▸ Passage:

You then take the loudspeaker to a different room and measure it again, and you can see the difference between the two.
In order to “undo” this difference with a filter (assuming that this is possible) one strategy is to start by analysing the difference in the two measurements by decomposing it into minimum phase and non-minimum phase components. You can then choose different filters for different tasks. A minimum phase filter can be used to compensate a resonance at a single frequency caused by a room mode. However, the cancellation at a frequency caused by a reflection is not minimum phase, so you can’t just use a filter to boost at that frequency. An octave-smoothed or 1/3-octave smoothed measurement done with pink noise might look like you fixed the problem – but you’ve probably screwed up the time domain.
Another, less intuitive example is when you’re building a loudspeaker, and you want to use a filter to fix a resonance that you can hear. It’s quite possible that the resonance (ringing in the time domain) is actually associated with a dip in the magnitude response (as we saw earlier). This means that, although intuition says “I can hear the resonant frequency sticking out, so I’ll put a dip there with a filter” – in order to correct it properly, you might need to boost it instead. The reason you can hear it is that it’s ringing in the time domain – not because it’s louder. So, a dip makes the problem less audible, but actually worse. In this case, you’re actually just attenuating the symptom, not fixing the problem – like taking an Asprin because you have a broken leg. Your leg is still broken, you just can’t feel it.

▸ What you will do:
• a. Translate this sentence from the passage on loudspeaker filtering into Spanish: "The reason you can hear it is that it's ringing in the time domain – not because it's louder."
• b. Write the next part of the passage on loudspeaker filtering, picking up after its final sentence.

▸ Material provided:
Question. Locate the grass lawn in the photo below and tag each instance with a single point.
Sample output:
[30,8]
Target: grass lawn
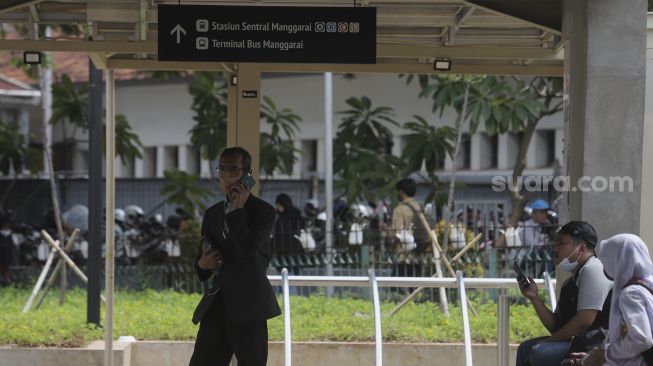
[166,315]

▸ Answers by item number:
• a. La razón por la que puedes oírla es que sigue vibrando en el dominio del tiempo, no porque sea más fuerte.

• b.
So far, we have looked at minimum phase and linear phase examples of one basic kind of filter, but everything I’ve shown you are just examples. There are other filters (I could be showing you shelving filters instead of peaking filters – which would be a through-put plus a low- or high-pass instead of a bandpass) and other implementations (for example, there are other ways to make a linear phase filter).
We won’t go through these other versions because we’re not here to learn how to make filters, we’re here to learn why, when someone asks you “which is better, minimum-phase or linear phase?” or “aren’t you worried about the unnatural effects of pre-ringing?” you can answer “it depends” (which is almost always the correct answer for any question related to audio).
At this point you should know that
a filter that changes the frequency response also changes the time response. This is unavoidable.
some filters will also ‘pre-ring’ ahead of the sound
a filter may or may not have an effect on the phase of the signal
If you’re designing (or choosing) a filter, nothing comes for free. (For example, if you want linear phase, the price is latency. There are other prices attached to other design decisions.)
The question that we have not yet addressed is “so what?”
This is the point in the discussion where things are going to get a little fuzzy… Hang on!
You probably read somewhere that human hearing extends from 20 Hz to 20 kHz, therefore anything outside that range is not audible. This is not true. You might have read a little farther where they added an extra detail saying something about your age: the older you are, the lower that top number gets. That might be true.
You can also read that the quietest sound you can hear has a sound pressure level of 20 µPa, which is equivalent to 0 dB SPL, and that the loudest sound you can “hear” (over the sound of your screams of pain) is about 120 dB SPL or so. You might have also read a little farther where they added an extra detail that points out that this is only at 1 kHz. But this is probably also not true.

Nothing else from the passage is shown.